Kutipan Pilihan:
JAKARTA - Rencana membebaskan pajak terhadap pembelian mobil baru dinilai kurang efektif meningkatkan penjualan kendaraan roda empat tersebut. Pasalnya, akibat pandemi Covid-19 ini mayoritas masyarakat pendapatannya mengalami penurunan.
"Belum tentu pajak mobil baru 0% langsung penjualan mobil akan naik signifikan. Kemudian dari sisi kemampuan bayar (ability to pay) masyarakat di Indonesia masih rendah karena pendapatan menurun akibat pandemi," kata Ekonom Indef Bhima Yudhistira saat dihubungi, Selasa (29/9/2020).
Baca Juga: 2 Kali Deflasi, Tanda Konsumsi dan Daya Beli Semakin Drop
Selain itu, sebagian besar orang melakukan pembelian mobil baru melalui kredit ke bank atau lembaga leasing. Ini juga masih jadi permasalahan, karena suku bunga kredit masih mahal, dan bank masih khawatir NPL bengkak.
"Bank otomatis akan sangat selektif pilih calon debitur. Ada calon debitur semangat mau beli mobil baru karena harga sedang turun, eh banknya menahan diri khawatir calon debitur tidak kuat menyicil, kan sama saja enggak ngaruh itu," ujarnya.
Dia menambahkan, masalahnya meskipun harga mobil turun, tapi mobilitas masyarakat masih rendah karena adanya pandemi dan PSBB yang belum tahu kapan akan berakhir.
"Konsumen juga berpikir meski mobil murah tapi kalau mobilitas dibatasi ya apa urgennya beli mobil saat ini?," katanya.
Sebelumnya, Kepala Badan Kebijakan Fiskal (BKF) Febrio Kacaribu mengatakan, keputusan mengenai pembebasan pajak kendaraan tersebut akan segera dirilis.
"Permintaan otomotif bebaskan pajak dan segalanya, we are looking into that. Kita pelajari semoga bisa diputuskan cepat," ujar Febrio dalam diskusi virtual.
Menurut dia, banyak aspek yang harus dilihat pemerintah sebelum memberikan pembebasan pajak. Misal apakah pembebasan pajak bisa mengangkat penjualan mobil dalam negeri sehingga berdampak pada perekonomian nasional.

Entri Data:
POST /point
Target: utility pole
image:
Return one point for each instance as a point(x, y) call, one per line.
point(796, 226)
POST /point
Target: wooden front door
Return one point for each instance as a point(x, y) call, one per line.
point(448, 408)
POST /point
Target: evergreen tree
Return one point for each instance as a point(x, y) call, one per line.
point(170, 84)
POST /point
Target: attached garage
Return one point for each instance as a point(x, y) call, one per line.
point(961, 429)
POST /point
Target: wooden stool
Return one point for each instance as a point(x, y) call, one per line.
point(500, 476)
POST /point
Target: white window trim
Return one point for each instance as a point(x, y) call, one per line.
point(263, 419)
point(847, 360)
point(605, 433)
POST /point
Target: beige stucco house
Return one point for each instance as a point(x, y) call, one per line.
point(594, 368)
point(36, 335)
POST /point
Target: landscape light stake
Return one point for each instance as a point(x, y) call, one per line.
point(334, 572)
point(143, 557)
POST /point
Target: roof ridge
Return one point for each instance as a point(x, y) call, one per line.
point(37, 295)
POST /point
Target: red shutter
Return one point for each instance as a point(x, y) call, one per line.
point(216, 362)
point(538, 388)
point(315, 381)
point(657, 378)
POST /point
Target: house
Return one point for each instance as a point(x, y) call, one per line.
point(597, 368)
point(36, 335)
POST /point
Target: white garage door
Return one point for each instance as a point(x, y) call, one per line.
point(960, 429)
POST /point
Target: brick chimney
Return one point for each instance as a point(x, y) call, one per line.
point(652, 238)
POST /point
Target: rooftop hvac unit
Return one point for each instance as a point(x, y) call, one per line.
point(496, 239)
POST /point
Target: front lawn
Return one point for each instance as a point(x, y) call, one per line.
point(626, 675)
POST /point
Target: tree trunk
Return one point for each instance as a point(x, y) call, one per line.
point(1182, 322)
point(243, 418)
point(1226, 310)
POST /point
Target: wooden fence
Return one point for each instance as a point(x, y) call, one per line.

Tugas Wajib: Tulis ulang kutipan tentang pajak mobil baru, seluruhnya mulai dari "Dia menambahkan, masalahnya" terus sampai "akan segera dirilis.", dengan mengganti "mobilitas" menjadi "pergerakan".

Hasil Latihan:
Dia menambahkan, masalahnya meskipun harga mobil turun, tapi pergerakan masyarakat masih rendah karena adanya pandemi dan PSBB yang belum tahu kapan akan berakhir.
"Konsumen juga berpikir meski mobil murah tapi kalau pergerakan dibatasi ya apa urgennya beli mobil saat ini?," katanya.
Sebelumnya, Kepala Badan Kebijakan Fiskal (BKF) Febrio Kacaribu mengatakan, keputusan mengenai pembebasan pajak kendaraan tersebut akan segera dirilis.